• _Records shown_

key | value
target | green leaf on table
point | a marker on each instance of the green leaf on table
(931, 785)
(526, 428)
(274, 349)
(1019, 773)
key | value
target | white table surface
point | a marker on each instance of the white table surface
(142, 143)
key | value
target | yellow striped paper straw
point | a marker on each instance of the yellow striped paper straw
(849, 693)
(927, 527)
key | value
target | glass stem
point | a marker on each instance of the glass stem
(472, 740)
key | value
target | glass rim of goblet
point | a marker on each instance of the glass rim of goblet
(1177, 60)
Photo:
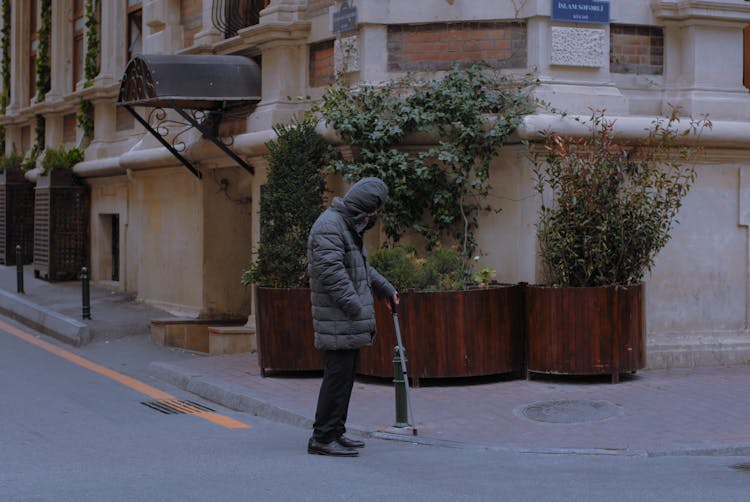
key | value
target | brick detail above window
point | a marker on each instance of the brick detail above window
(321, 64)
(440, 46)
(636, 49)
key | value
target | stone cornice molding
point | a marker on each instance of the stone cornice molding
(705, 11)
(726, 141)
(272, 34)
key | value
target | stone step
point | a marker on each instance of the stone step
(193, 334)
(231, 339)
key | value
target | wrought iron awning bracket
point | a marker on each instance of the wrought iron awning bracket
(163, 141)
(210, 135)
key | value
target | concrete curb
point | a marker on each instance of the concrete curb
(236, 398)
(63, 328)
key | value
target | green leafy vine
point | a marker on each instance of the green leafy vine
(85, 116)
(436, 191)
(43, 73)
(91, 64)
(5, 57)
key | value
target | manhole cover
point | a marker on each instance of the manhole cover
(569, 411)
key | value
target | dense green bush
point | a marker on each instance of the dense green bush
(11, 161)
(442, 269)
(290, 202)
(613, 202)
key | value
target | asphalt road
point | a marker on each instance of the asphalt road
(74, 429)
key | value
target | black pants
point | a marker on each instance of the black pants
(335, 392)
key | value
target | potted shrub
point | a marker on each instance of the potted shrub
(61, 217)
(16, 210)
(454, 323)
(291, 200)
(608, 207)
(433, 143)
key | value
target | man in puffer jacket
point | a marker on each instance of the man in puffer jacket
(342, 285)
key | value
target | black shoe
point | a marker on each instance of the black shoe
(350, 443)
(333, 448)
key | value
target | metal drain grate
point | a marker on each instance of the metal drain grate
(177, 407)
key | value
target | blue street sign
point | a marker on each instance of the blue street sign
(581, 11)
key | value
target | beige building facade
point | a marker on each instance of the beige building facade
(182, 242)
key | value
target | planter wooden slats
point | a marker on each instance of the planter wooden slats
(451, 334)
(16, 216)
(61, 226)
(284, 331)
(586, 331)
(446, 334)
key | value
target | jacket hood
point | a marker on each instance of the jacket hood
(365, 196)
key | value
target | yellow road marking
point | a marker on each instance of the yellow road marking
(125, 380)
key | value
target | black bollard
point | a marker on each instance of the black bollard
(399, 385)
(19, 268)
(86, 314)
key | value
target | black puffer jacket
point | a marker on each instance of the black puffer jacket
(341, 280)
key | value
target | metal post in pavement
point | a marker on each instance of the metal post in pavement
(86, 313)
(399, 385)
(19, 268)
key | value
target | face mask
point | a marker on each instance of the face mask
(371, 221)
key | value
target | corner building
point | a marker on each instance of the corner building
(180, 242)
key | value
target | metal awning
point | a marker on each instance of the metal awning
(200, 88)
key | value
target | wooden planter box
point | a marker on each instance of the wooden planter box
(586, 331)
(446, 334)
(61, 226)
(284, 331)
(451, 334)
(16, 216)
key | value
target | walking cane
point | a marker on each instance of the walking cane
(403, 366)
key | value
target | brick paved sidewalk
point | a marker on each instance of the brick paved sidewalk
(679, 411)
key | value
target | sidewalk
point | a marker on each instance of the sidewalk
(701, 411)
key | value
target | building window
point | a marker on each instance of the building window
(191, 19)
(636, 49)
(229, 16)
(69, 128)
(25, 139)
(134, 28)
(321, 64)
(34, 22)
(78, 51)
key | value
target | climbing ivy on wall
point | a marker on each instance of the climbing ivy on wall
(91, 65)
(43, 74)
(5, 55)
(85, 117)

• _Work to complete_
Looking at the data above, write out exactly the lines that start at the one containing "target | green leafy vine" and end at the one containing "target | dense green bush"; include both and nothing beyond.

• _Answer for this exercise_
target | green leafy vine
point | a marker on each instance of the green leafy vine
(85, 116)
(436, 191)
(43, 73)
(91, 64)
(5, 57)
key | value
target | manhole cover
point | a marker on each instance of the manhole cover
(569, 411)
key | value
target | dense green bush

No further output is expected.